* **PASSAGE GIVEN**:
China’s economic slowdown is casting a long shadow over Europe’s luxury goods makers.

 

U.K. fashion group Burberry Plc (BURBY) saw its shares fall 12% Thursday after reporting a sharp sales slowdown in the three months to September in China and Hong Kong, which account for around a third of its global sales.

The British firm said it would accelerate cost cuts and slash bonuses across the group in order to restore profits in what it warned was “an increasingly challenging environment for luxury consumers.”

Revenue (on a like-for-like store basis) grew a meager 1%, down from 8% in the previous quarter and over 5% short of analysts’ forecasts, according to Reuters.

The company now expects pretax profit in its fiscal year ending next March to be around 445 million British pounds ($689 million), down 2.4% from its 2015 fiscal year.

* **TASK INSTRUCTIONS**:
a: In the article on Burberry's sales slowdown, what share of the company's global sales do China and Hong Kong account for?
b: Extend the article on Burberry's sales slowdown, starting after its final sentence.

* **RECORDS PROVIDED**:
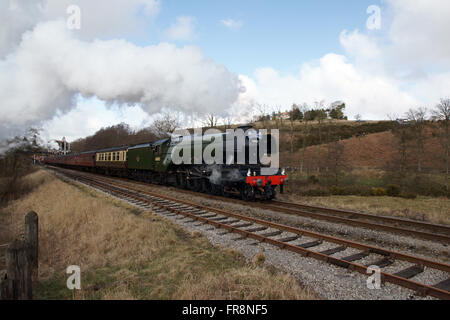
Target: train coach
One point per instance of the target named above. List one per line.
(152, 163)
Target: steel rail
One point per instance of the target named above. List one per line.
(442, 236)
(419, 224)
(420, 288)
(281, 206)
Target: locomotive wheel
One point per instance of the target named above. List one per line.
(269, 192)
(247, 193)
(217, 189)
(181, 180)
(195, 185)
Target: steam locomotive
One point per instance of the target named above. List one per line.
(238, 168)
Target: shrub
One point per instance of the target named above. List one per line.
(393, 190)
(316, 193)
(379, 192)
(313, 179)
(336, 191)
(259, 259)
(408, 195)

* **OUTPUTS BY TASK**:
a: Around a third.

b:
Luxury goods producers have bet heavily on China as two decades of stellar growth produced a market of high-spending nouveaux riches, but the bet has turned sour in the last two years. At first, that was due largely to a clampdown by Beijing on conspicuous consumption by its elite as part of a high-profile anti-corruption campaign, but the problem has spread this year as the broader economy has slowed down. Spending power has been crimped as the central bank to allowed the Chinese currency to fall for the first time since the financial crisis.

Earlier this week, French luxury goods group LVMH SA (LVMHF) had announced similarly disappointing results, at least in its fashion and leather goods business, where Chinese sales went from 10% growth in the second quarter to flat in the third.

Both LVMH and Burberry were partially able to compensate for weakness in China with strong performances in the U.S. and, especially, Japan. Burberry said comparable store sales in Japan was up 50% on the year. The trouble is, it still only accounts for 2% of global revenue–a small fraction of what the Greater Chinese market generates.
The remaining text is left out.